Het binaire man-vrouw denken als instrument voor onderdrukking.
Op het Instagram account van de queer activist Alok Vaid-Menon staat een razend interessant interview (link) met dr. Kyla Schuller, professor in Vrouwen-, Gender- en Seksualiteitsstudies aan de Rutgers University in New Brunswick, VS. Schuller schreef het boek ‘The Biopolitics of Feeling’ (link), en in dit interview legt ze haarfijn uit hoe 19e eeuwse rassenwetenschappers ‘mannelijk’ en ‘vrouwelijk’ als een binaire tegenstelling definieerden, en hoe deze tegenstelling als een instrument diende voor witte overheersing.
Ja, dat lees je goed, Schuller betoogt dat de tegenstelling man-vrouw een racistisch construct is. Seksisme uit racisme. Die had ik ook niet zien aankomen.
In het kort is dit haar stelling:
In 1859 verscheen het boek ‘On the Origin of Species by Means of Natural Selection, or the Preservation of Favoured Races in the Struggle for Life’ van Charles Darwin. In het Nederlands: ‘Over het Ontstaan van Soorten door Natuurlijke Selectie, of het Behoud van Bevoordeelde Rassen in de Strijd om Leven’. De evolutietheorie van Darwin werd na het verschijnen van dit boek vrij snel algemeen aanvaard.
Goed om je te realiseren: dit was in de hoogtijdagen van de slavernij. Andere rassenwetenschappers en ook politici gingen met de theorie aan de haal op een manier die Darwin (waarschijnlijk?) helemaal niet bedoeld had.
Zij constateerden dat vooral in de westerse maatschappij een duidelijke onderscheid te zien is tussen man en vrouw en stelden dit onderscheid ook voor als een ideaal dat zo ver mogelijk diende te worden doorgevoerd. Een man is ratio en zijn rol is in de wereld. Een vrouw is gevoel en haar rol is thuis. Dat de witte mens als enige zo’n duidelijk aanwijsbaar onderscheid kent in tegenovergestelde mannelijke en vrouwelijke persoonlijkheids- en karaktereigenschappen, gedrag en rolpatronen werd gezien als een bewijs dat de witte mens de meest geëvolueerde mens is. De witte mens zou bovendien nog steeds verder door evolueren, terwijl de verschillende soorten gekleurde mens alle op een evolutionair doodlopende zijtak zouden zijn beland, waar ze zich niet verder ontwikkelen.
******
- [Opdrachten]:
A: Stemmen deze uitspraken overeen met de tekst over het binaire man-vrouw denken? Geef per uitspraak ja of nee en citeer letterlijk de woorden uit de tekst die de doorslag geven.
(i) Schuller is professor aan de Rutgers University in New Brunswick.
(ii) Het boek van Darwin verscheen in 1869.
(iii) Volgens de rassenwetenschappers lag de rol van de vrouw in de wereld.
B: Hoe gaat de tekst over het binaire man-vrouw denken verder? Schrijf het volgende stuk, te beginnen na de laatste zin.
De vermeldingen hebben niets te maken met de tekst over het binaire man-vrouw denken.
******
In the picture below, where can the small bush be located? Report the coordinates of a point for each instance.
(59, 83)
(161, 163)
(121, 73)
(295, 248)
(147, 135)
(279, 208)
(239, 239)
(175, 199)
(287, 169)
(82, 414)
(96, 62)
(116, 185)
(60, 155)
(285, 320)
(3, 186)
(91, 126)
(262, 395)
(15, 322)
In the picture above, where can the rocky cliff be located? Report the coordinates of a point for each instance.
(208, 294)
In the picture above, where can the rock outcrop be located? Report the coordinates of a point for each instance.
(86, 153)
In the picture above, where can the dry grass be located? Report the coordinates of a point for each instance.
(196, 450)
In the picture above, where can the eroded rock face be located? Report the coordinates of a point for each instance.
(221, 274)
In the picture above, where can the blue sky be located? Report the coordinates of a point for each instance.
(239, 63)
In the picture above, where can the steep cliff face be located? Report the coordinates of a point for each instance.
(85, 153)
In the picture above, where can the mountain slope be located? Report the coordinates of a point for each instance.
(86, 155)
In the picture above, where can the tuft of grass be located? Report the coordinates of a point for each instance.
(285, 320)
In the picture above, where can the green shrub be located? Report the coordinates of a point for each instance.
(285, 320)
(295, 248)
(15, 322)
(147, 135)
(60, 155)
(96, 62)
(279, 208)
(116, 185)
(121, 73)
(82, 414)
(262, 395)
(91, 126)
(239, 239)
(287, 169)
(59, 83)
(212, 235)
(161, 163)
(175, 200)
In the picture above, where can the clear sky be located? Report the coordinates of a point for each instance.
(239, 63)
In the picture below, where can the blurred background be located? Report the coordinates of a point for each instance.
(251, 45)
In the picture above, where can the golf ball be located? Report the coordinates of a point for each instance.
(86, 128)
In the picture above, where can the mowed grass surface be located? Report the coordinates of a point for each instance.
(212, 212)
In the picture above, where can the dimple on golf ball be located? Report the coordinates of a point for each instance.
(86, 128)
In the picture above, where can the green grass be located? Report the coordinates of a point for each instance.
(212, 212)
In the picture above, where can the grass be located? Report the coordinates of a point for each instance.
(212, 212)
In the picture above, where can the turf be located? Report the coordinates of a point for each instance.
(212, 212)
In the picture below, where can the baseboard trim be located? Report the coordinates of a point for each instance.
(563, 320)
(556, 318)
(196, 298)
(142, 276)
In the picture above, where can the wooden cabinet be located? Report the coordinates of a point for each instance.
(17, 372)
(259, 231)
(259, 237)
******
- [Antwoorden]:
A:
(i) Ja: "professor in Vrouwen-, Gender- en Seksualiteitsstudies aan de Rutgers University in New Brunswick, VS"
(ii) Nee: "In 1859 verscheen het boek"
(iii) Nee: "Een vrouw is gevoel en haar rol is thuis."

B:
Door de witte mens op deze manier bovenaan de evolutionaire ladder te plaatsen, werd witte overheersing gelegitimeerd. Het binaire man-vrouw denken als instrument voor onderdrukking.
Om een paar redenen vind ik dit zo’n fascinerend stukje kennis.
Ik realiseer me dat het hele onderscheid tussen man en vrouw en hoe zij dienen te zijn en zich te gedragen, dus niets meer is dan een bedenksel, een construct, dat vooral bedoeld is om er voor te zorgen dat zij die invloed en macht hebben (lees: rijke witte cis gender hetero mannen) hun positie behouden. En als het maar een bedenksel is, dan is er eigenlijk helemaal geen norm, en dus ook geen afwijking. Dan is het dus oké om als man te twijfelen of je emoties te tonen, om zacht en zorgzaam te zijn, en dan is het oké om als vrouw stellig en doortastend, ambitieus en competitief te zijn.
Schullers stelling dat de tegenstelling man-vrouw een racistisch construct is, is voor mij een bevestiging in mijn overtuiging dat LHBTQIA+ emancipatie, feminisme, anti-racisme, ja álle emancipatie bewegingen samen moeten optrekken. Omdat de onderdrukking van de ene groep een middel voor de onderdrukking van de andere groep is.
En dat zelf er op uitgaan en ervaring opdoen? Vind ik nog steeds spannend. Maar dat ik oké ben zoals ik ben, met dat hele rijtje van hierboven, los van welk construct dan ook, helpt wel.